Report every line in the records below that holds the word "vegetation".
******
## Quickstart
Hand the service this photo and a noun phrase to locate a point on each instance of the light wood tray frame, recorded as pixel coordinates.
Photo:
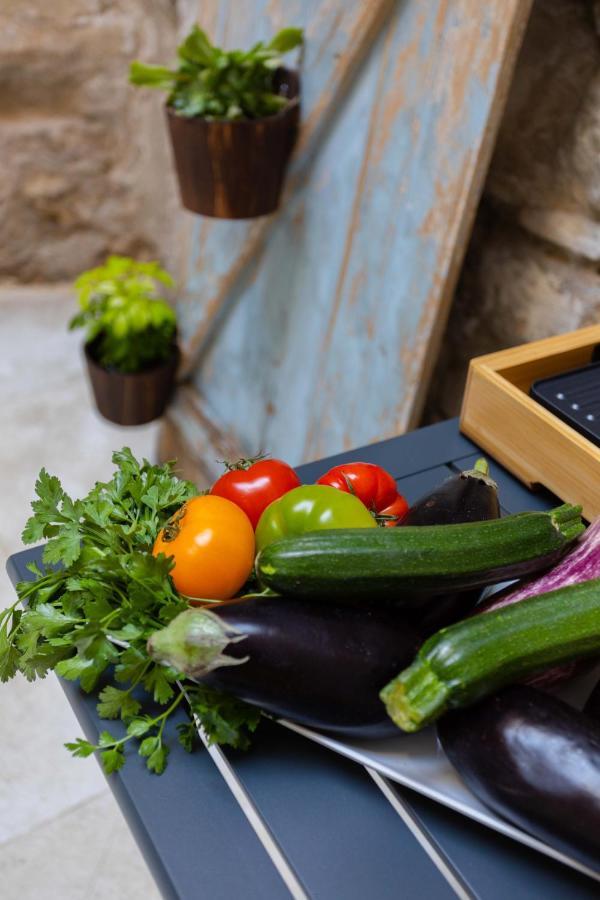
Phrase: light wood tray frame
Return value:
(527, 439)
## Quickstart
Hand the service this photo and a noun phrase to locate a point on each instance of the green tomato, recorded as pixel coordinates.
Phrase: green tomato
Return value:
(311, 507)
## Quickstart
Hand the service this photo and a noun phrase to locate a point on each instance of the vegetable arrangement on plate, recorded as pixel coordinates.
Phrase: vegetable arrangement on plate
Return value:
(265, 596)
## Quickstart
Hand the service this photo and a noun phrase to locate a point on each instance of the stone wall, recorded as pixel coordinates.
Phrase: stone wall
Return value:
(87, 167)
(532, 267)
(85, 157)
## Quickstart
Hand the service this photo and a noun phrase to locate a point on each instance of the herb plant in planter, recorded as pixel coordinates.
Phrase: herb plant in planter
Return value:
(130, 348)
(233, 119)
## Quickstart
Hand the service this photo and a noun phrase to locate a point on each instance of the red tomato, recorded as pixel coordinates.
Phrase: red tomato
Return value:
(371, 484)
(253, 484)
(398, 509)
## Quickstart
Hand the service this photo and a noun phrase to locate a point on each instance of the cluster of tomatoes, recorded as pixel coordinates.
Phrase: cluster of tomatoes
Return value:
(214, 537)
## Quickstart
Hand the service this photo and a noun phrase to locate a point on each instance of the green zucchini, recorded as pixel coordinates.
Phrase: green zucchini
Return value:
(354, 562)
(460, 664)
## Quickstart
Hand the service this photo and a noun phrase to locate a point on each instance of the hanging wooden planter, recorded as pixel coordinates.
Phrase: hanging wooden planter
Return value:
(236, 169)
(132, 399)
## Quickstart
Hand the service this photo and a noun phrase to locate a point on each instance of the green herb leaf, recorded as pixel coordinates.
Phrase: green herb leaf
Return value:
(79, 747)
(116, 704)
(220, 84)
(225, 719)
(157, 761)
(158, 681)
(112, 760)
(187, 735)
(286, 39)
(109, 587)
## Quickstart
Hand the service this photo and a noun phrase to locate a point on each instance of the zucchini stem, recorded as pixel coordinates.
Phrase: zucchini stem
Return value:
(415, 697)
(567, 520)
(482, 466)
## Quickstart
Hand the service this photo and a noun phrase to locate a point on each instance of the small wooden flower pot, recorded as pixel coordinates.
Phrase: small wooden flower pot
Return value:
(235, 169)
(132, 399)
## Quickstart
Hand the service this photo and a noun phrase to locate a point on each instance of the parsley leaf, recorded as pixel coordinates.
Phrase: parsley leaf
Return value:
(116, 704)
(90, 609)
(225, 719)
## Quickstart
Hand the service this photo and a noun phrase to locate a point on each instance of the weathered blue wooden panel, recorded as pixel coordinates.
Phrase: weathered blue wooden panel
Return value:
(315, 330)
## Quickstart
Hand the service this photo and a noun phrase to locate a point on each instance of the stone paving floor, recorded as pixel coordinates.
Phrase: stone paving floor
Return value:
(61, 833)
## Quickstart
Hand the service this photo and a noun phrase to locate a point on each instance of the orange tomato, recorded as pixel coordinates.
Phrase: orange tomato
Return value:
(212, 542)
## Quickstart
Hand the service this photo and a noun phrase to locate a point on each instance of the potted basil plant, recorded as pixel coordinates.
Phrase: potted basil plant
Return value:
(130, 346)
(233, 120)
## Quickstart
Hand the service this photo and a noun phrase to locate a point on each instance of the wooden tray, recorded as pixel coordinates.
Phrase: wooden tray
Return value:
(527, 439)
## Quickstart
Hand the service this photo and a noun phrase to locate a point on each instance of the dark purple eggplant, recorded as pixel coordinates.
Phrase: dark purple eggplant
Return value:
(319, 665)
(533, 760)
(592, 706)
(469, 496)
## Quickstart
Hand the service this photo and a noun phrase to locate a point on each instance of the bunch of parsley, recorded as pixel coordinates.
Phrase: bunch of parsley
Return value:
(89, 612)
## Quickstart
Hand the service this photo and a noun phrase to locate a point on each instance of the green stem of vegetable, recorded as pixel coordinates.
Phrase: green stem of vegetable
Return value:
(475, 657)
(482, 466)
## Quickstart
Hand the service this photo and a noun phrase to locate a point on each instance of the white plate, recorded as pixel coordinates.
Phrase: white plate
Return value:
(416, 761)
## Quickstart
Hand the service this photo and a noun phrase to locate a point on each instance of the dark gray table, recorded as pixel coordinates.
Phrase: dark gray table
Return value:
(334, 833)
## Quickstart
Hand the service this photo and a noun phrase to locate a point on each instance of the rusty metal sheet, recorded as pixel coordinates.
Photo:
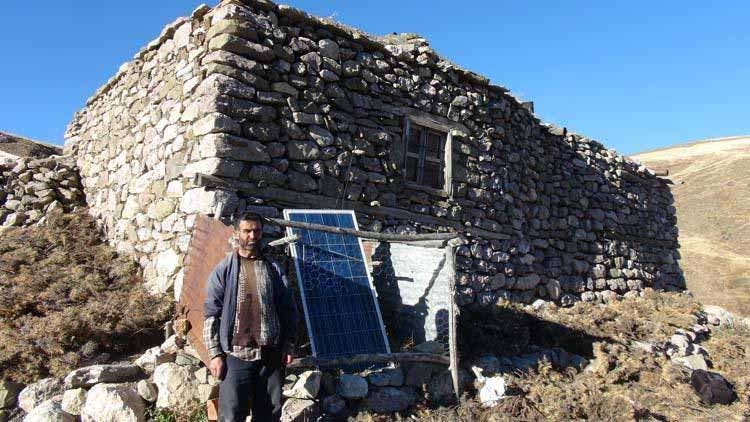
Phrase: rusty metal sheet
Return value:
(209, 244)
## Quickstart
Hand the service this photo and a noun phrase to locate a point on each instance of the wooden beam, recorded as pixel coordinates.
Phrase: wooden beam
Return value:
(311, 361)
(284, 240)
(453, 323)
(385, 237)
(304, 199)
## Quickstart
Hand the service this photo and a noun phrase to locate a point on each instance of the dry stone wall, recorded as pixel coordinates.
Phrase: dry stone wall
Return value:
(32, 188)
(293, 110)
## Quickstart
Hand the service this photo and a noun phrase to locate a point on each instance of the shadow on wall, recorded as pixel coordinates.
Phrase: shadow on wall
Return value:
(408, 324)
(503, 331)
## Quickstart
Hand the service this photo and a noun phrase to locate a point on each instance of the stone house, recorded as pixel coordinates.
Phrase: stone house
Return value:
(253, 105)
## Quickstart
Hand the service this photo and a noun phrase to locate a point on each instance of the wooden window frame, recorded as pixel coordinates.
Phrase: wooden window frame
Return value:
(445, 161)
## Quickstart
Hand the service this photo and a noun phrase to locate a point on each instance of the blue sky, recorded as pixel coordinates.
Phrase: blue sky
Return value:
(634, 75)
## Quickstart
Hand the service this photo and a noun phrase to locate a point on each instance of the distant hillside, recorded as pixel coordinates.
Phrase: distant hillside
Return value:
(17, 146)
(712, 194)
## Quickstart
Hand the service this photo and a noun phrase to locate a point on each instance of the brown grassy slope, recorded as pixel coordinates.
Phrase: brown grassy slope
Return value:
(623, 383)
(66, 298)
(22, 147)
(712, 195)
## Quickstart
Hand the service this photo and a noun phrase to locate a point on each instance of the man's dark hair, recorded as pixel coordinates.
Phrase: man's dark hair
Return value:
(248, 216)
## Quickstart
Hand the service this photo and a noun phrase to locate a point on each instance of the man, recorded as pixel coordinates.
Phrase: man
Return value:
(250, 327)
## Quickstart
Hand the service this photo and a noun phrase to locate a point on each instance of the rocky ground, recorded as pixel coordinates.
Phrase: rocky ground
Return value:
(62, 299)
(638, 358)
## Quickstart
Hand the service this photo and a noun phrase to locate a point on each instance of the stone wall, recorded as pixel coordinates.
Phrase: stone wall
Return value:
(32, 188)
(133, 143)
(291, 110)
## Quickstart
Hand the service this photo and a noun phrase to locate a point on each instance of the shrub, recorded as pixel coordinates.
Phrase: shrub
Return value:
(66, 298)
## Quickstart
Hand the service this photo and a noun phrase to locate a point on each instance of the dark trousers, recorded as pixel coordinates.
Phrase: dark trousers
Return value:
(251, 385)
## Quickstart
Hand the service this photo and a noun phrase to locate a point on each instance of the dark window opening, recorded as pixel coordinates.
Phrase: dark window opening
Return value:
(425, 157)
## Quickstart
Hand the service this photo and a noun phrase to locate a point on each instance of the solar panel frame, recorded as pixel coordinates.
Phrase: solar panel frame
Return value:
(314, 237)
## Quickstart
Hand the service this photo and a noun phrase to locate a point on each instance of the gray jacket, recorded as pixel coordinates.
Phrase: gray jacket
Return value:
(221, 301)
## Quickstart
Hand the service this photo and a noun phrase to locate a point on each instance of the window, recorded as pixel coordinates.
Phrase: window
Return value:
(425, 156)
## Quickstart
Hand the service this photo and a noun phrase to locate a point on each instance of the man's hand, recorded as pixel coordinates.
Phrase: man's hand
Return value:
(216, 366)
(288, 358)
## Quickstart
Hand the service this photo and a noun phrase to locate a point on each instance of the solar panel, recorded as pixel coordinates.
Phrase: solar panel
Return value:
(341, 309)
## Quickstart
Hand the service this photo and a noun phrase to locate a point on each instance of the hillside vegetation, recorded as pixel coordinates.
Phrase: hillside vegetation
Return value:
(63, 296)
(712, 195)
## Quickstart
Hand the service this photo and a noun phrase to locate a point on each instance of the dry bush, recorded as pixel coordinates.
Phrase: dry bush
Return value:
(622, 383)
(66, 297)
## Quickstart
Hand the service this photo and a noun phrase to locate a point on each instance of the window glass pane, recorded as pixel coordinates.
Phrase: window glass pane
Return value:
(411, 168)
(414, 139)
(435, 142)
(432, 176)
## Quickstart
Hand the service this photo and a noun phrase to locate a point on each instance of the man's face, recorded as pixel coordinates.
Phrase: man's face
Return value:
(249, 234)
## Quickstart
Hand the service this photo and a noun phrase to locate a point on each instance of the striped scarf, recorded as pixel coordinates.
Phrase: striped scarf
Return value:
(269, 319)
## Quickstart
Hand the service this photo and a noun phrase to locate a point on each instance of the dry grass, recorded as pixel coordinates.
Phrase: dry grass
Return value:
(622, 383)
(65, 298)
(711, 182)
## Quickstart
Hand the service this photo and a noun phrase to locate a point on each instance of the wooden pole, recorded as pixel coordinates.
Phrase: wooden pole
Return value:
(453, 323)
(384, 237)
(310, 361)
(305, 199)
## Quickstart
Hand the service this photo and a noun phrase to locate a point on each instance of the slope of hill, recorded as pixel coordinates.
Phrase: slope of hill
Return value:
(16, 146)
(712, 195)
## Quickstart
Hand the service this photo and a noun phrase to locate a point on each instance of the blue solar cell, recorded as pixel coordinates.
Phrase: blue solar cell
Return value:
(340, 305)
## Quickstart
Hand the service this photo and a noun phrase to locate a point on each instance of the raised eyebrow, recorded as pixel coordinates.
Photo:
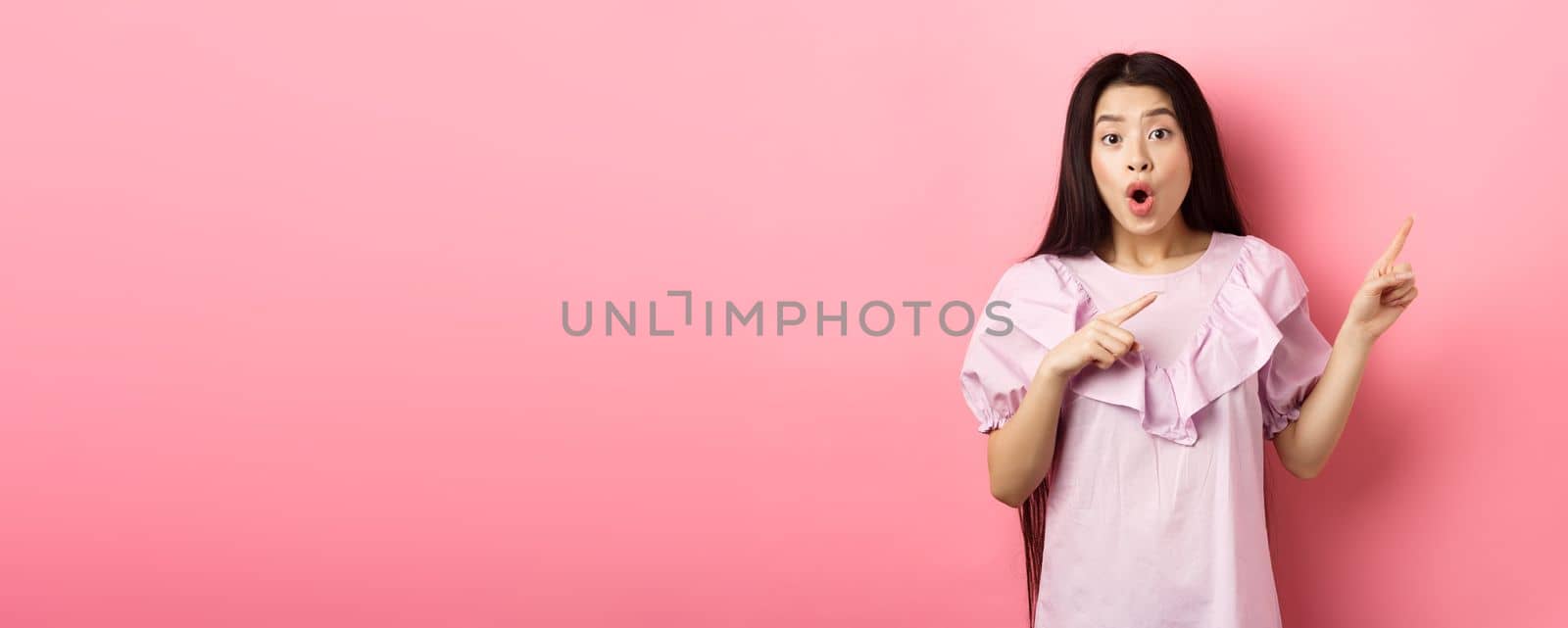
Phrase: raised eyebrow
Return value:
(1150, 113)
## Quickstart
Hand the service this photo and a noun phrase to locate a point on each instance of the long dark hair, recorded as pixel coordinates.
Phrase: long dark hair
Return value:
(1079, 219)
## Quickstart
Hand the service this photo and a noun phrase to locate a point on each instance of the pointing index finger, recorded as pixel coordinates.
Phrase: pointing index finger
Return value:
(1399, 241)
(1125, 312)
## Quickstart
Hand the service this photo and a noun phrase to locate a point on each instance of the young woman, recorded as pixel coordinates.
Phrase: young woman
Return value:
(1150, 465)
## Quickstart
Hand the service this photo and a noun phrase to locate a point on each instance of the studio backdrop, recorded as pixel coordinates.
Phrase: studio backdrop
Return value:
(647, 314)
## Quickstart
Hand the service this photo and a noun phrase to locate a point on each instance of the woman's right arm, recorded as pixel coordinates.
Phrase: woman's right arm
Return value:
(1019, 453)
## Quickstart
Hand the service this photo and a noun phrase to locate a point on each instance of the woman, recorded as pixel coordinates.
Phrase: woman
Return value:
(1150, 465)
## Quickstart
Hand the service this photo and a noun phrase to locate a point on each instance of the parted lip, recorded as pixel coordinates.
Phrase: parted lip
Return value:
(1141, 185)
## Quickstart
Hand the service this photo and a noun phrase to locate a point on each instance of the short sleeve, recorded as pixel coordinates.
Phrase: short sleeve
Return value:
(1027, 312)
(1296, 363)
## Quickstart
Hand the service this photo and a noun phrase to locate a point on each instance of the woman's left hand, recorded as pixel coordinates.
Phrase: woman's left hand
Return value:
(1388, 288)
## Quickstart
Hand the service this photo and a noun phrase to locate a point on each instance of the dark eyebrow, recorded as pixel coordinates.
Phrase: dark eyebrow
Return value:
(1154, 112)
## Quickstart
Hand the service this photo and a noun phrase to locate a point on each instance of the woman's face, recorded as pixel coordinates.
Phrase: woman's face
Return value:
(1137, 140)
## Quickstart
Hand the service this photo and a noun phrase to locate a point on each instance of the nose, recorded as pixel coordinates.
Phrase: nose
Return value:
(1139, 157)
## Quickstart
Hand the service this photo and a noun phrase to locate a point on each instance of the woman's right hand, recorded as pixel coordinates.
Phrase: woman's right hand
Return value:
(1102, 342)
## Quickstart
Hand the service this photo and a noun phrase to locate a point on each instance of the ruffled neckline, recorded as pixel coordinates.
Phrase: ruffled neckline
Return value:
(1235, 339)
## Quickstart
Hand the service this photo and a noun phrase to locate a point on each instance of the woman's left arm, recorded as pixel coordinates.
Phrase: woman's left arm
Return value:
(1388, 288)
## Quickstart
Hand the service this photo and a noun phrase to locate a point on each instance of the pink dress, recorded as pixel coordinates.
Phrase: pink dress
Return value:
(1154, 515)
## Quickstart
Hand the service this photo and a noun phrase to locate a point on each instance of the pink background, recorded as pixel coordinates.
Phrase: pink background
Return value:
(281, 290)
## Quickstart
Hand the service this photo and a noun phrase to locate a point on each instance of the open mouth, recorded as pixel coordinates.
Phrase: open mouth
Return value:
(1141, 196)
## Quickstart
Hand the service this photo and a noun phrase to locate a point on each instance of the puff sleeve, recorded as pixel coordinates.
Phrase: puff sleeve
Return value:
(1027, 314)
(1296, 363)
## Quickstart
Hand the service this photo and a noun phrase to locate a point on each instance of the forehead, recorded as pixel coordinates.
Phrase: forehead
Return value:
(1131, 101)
******
▶ Response area
Hand the service this photo and a noun phrase to locate a point on each instance of the hillside vegetation, recorded as pixel coordinates.
Phrase: hillside vegetation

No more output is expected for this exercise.